'''

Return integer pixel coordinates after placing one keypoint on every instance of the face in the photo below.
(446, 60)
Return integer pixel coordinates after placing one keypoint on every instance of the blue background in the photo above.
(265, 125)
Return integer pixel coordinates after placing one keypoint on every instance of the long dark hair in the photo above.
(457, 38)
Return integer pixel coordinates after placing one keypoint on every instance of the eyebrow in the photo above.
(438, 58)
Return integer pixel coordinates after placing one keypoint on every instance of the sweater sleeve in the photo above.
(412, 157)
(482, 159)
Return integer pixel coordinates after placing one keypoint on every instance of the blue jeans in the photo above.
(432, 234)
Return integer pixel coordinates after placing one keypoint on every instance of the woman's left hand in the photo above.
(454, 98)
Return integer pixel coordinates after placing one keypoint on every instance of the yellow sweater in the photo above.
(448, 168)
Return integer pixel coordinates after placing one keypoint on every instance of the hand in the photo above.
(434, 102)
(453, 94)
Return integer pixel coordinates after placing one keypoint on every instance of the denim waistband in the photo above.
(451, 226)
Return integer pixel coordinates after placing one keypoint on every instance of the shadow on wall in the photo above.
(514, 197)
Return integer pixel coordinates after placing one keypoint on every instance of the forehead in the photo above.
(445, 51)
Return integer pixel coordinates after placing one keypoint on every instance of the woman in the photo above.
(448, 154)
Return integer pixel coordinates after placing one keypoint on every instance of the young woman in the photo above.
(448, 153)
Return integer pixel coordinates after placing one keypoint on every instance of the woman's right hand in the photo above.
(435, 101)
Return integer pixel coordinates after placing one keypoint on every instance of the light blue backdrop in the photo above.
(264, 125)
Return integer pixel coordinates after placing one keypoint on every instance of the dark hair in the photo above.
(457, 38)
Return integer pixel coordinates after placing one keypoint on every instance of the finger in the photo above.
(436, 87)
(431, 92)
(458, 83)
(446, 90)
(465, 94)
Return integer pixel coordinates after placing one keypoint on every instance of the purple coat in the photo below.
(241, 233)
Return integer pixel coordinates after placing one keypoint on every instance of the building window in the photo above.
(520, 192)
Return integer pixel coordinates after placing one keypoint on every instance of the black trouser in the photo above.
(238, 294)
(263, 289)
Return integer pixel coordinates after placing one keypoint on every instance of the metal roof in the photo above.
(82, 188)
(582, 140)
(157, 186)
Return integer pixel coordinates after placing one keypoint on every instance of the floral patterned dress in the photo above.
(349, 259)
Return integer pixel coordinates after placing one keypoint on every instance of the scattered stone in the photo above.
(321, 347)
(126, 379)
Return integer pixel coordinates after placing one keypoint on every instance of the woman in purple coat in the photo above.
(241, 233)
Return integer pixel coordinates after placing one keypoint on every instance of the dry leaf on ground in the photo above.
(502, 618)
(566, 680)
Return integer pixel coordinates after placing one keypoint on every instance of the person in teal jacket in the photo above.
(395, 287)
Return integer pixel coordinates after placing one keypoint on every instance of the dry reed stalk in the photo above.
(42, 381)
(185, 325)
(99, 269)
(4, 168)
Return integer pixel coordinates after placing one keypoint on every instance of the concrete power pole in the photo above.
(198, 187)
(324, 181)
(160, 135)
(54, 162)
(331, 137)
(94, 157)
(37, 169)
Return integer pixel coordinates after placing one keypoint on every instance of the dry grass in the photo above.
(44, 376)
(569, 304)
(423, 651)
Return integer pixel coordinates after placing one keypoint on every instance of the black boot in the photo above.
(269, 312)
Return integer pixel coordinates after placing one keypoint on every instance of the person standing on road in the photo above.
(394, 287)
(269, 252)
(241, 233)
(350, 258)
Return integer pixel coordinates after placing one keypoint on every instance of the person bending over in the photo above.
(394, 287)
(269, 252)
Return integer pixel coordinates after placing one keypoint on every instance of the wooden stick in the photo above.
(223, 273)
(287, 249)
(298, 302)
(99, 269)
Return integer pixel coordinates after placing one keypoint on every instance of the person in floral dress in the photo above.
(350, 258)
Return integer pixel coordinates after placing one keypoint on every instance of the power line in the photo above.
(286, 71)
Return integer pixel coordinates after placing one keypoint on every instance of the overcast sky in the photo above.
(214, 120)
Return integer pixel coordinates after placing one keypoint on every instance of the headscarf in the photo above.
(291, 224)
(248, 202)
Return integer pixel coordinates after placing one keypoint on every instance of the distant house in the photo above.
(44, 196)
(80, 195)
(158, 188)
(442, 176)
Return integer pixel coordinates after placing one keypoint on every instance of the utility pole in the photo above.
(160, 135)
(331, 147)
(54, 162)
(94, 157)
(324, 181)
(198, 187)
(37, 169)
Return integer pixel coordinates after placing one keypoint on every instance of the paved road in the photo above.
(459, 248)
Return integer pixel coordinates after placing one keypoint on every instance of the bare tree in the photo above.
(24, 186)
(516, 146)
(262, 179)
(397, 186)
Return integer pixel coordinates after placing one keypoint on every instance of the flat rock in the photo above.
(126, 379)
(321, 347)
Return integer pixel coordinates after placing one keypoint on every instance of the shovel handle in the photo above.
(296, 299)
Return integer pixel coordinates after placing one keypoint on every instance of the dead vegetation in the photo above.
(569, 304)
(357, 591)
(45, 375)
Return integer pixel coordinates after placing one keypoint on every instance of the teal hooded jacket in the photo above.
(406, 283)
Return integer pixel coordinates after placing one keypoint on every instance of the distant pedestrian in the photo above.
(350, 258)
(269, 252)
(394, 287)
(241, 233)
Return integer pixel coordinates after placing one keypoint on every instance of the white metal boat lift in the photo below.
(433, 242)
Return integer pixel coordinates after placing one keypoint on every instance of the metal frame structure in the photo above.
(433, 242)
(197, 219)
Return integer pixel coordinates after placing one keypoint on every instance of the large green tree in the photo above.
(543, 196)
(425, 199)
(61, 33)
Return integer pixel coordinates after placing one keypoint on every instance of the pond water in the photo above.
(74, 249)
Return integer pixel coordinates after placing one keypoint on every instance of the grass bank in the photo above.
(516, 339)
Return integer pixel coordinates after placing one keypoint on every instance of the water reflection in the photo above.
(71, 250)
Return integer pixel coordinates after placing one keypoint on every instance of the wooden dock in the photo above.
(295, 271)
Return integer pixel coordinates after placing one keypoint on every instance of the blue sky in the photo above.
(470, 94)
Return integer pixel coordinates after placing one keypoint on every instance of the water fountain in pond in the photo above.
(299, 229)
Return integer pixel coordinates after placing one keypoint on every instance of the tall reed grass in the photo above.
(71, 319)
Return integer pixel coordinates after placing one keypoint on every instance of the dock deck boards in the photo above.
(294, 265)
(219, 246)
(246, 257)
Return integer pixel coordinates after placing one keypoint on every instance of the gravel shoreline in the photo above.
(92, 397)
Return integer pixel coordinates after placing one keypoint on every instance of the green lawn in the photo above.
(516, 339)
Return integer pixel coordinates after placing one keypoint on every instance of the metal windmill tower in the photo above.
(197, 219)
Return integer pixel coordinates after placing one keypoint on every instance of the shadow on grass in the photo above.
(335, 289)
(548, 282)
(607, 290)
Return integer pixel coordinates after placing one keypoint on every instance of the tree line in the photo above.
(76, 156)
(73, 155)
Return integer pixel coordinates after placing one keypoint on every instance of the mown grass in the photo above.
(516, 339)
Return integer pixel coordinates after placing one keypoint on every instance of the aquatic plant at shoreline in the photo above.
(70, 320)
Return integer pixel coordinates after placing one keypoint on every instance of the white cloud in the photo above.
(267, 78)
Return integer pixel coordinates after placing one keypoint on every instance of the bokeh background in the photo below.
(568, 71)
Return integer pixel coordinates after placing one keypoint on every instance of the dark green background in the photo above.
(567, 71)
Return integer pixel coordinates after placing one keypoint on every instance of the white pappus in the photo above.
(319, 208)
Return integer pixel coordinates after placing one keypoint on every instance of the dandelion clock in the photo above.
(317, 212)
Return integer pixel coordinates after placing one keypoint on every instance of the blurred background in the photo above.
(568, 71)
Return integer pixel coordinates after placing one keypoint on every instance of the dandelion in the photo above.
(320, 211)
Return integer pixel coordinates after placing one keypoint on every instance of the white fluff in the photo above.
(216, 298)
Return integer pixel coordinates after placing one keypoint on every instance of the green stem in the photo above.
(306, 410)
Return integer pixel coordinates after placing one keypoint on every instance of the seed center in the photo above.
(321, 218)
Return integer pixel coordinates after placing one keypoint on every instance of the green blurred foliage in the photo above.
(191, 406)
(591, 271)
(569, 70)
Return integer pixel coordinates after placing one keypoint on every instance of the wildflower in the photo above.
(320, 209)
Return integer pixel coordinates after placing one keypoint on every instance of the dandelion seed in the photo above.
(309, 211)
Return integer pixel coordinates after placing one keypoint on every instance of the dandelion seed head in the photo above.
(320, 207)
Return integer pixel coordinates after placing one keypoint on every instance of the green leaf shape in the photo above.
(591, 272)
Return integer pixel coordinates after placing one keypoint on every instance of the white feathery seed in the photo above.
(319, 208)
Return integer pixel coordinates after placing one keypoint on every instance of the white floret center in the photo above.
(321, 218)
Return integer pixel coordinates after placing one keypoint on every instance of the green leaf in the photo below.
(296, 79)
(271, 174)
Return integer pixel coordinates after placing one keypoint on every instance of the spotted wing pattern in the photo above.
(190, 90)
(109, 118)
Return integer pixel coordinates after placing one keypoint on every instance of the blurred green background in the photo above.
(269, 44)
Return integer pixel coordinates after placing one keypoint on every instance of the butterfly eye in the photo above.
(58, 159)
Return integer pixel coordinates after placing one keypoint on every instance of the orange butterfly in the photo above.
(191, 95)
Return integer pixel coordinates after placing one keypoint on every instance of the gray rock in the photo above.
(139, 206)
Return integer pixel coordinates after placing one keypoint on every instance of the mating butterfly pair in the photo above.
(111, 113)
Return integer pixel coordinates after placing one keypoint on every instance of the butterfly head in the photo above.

'''

- _WHAT IS NEEDED_
With the line that contains "butterfly in the photo above." as the first and the final line of the data as the last, repeat every line in that span exactly.

- _SOLUTION TO THE PROBLEM_
Return integer pixel coordinates after placing one keypoint on every instance of the orange butterfly in the photo above.
(191, 95)
Return integer pixel coordinates after placing one keypoint on every instance of the gray rock in the photo above.
(139, 206)
Return integer pixel coordinates after placing one keypoint on every instance of the mating butterfly pair in the photo above.
(111, 113)
Return integer pixel coordinates after placing one keypoint on every instance of the butterfly head in the photo above.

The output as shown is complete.